Directive: List every line of the listing below that contains the word "yellow".

Some records:
☆ ☆ ☆
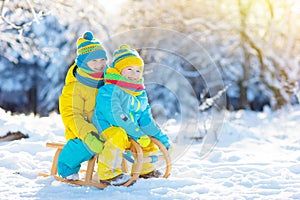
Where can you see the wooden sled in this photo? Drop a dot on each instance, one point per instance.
(88, 181)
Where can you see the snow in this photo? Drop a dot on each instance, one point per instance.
(257, 157)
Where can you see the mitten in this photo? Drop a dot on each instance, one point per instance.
(144, 141)
(93, 141)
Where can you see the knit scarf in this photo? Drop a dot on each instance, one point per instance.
(94, 79)
(134, 88)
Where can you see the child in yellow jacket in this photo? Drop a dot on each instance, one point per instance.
(76, 106)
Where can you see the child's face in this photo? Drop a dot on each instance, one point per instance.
(97, 65)
(132, 73)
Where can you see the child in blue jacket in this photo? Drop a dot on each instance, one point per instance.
(122, 110)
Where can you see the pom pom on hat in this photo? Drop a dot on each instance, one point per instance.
(125, 57)
(88, 35)
(88, 48)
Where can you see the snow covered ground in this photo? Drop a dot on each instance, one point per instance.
(257, 157)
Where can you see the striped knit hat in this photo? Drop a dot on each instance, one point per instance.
(125, 56)
(88, 48)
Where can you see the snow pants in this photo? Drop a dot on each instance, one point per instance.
(72, 155)
(110, 159)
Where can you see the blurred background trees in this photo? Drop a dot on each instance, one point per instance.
(255, 44)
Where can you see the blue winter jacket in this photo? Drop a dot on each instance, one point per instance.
(115, 107)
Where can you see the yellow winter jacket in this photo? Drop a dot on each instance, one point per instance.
(76, 106)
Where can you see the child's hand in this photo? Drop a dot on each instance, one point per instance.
(94, 142)
(144, 141)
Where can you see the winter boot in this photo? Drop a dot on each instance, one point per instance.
(154, 174)
(117, 181)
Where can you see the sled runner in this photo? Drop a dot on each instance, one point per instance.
(133, 155)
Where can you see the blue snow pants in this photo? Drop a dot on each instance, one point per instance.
(72, 155)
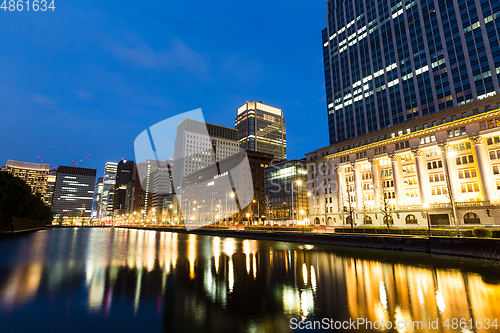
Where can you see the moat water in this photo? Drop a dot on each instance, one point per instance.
(120, 280)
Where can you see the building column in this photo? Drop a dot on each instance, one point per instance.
(334, 185)
(340, 174)
(397, 176)
(376, 183)
(449, 180)
(486, 180)
(356, 167)
(423, 181)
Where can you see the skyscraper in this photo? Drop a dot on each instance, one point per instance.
(74, 191)
(261, 128)
(200, 144)
(389, 62)
(108, 188)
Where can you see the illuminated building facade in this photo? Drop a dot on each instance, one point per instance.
(448, 168)
(258, 164)
(123, 177)
(73, 192)
(162, 188)
(279, 179)
(96, 201)
(199, 144)
(261, 128)
(218, 192)
(34, 174)
(389, 62)
(49, 189)
(108, 189)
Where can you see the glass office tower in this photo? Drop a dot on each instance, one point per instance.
(390, 61)
(261, 128)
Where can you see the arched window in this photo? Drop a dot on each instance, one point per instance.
(411, 219)
(388, 218)
(471, 218)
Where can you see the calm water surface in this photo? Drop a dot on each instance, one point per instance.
(119, 280)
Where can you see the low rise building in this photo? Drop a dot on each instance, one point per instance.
(446, 169)
(286, 192)
(34, 174)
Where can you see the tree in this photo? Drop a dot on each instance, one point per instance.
(385, 206)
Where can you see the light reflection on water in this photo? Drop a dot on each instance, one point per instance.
(119, 279)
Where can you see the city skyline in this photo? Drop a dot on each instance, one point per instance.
(141, 72)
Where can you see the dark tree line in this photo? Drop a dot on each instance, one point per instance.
(16, 200)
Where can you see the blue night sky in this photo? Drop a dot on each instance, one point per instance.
(92, 75)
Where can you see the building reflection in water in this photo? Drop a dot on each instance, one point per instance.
(182, 282)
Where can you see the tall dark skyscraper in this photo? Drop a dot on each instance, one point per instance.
(390, 61)
(74, 191)
(261, 128)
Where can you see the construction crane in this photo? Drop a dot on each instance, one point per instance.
(73, 164)
(44, 161)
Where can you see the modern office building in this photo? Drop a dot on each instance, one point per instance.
(162, 189)
(123, 177)
(434, 173)
(96, 200)
(34, 174)
(258, 163)
(221, 192)
(74, 192)
(108, 189)
(199, 144)
(261, 128)
(388, 62)
(286, 191)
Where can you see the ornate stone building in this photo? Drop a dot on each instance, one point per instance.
(436, 169)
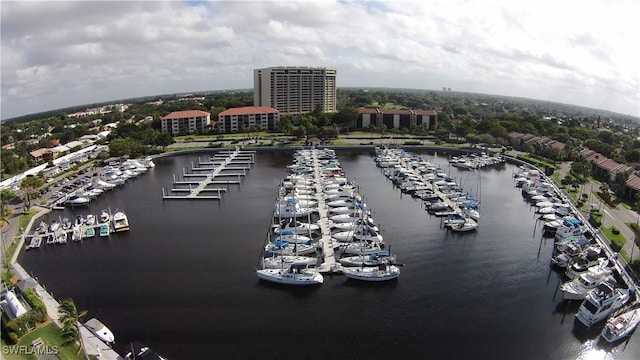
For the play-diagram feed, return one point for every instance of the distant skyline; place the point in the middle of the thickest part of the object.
(57, 54)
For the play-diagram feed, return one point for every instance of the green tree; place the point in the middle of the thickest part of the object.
(70, 317)
(6, 196)
(29, 188)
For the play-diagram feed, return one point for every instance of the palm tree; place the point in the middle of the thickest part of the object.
(70, 319)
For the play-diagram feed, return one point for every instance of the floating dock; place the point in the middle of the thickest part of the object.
(215, 171)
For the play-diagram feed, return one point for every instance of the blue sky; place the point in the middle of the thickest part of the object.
(59, 53)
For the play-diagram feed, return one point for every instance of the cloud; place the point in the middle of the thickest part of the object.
(58, 54)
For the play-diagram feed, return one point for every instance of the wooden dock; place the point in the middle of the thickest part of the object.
(211, 172)
(329, 263)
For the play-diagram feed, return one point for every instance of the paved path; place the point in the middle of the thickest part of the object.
(92, 345)
(618, 216)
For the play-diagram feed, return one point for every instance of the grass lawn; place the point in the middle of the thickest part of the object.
(617, 239)
(50, 334)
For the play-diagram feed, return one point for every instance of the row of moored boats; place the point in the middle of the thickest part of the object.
(590, 273)
(442, 196)
(111, 177)
(81, 228)
(321, 224)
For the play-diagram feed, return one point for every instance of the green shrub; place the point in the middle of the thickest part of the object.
(34, 300)
(13, 338)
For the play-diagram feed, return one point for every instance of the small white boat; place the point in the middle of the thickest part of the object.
(104, 216)
(100, 330)
(284, 248)
(61, 238)
(373, 259)
(468, 225)
(89, 232)
(104, 230)
(382, 272)
(120, 222)
(77, 200)
(285, 261)
(55, 225)
(76, 234)
(621, 326)
(600, 302)
(296, 274)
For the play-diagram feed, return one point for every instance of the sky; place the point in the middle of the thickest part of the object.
(56, 54)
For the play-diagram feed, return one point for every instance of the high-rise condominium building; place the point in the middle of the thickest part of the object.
(295, 90)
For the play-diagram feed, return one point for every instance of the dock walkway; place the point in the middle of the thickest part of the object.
(198, 183)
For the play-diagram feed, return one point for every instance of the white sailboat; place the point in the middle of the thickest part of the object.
(296, 274)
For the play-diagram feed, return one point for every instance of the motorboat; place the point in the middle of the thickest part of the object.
(42, 228)
(100, 330)
(285, 261)
(284, 248)
(89, 232)
(583, 264)
(600, 302)
(373, 259)
(579, 288)
(362, 248)
(142, 352)
(292, 237)
(356, 223)
(77, 200)
(295, 226)
(382, 272)
(340, 218)
(468, 225)
(61, 238)
(291, 209)
(104, 230)
(66, 224)
(104, 216)
(296, 274)
(119, 221)
(621, 326)
(363, 233)
(76, 233)
(570, 228)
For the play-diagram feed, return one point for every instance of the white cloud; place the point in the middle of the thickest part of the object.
(58, 54)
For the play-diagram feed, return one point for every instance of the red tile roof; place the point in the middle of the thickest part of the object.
(185, 114)
(368, 111)
(633, 182)
(249, 110)
(425, 112)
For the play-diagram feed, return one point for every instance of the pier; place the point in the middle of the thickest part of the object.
(328, 263)
(214, 171)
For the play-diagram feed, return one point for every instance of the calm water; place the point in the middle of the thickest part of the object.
(183, 281)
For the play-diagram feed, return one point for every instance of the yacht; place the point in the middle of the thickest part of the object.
(77, 200)
(382, 272)
(373, 259)
(100, 330)
(296, 274)
(364, 233)
(600, 302)
(295, 226)
(285, 261)
(580, 287)
(621, 326)
(142, 352)
(120, 222)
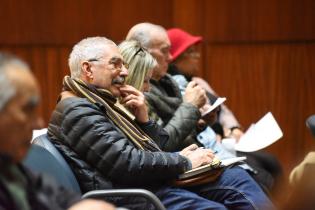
☆ ☆ ☆
Reply:
Where can you see the child in yellow jacket in this photo? Drop a dot on each instance, one point per instance.
Where can you see the yellow winter jacket in this photo? Drop a dot on each instance, one point per instance.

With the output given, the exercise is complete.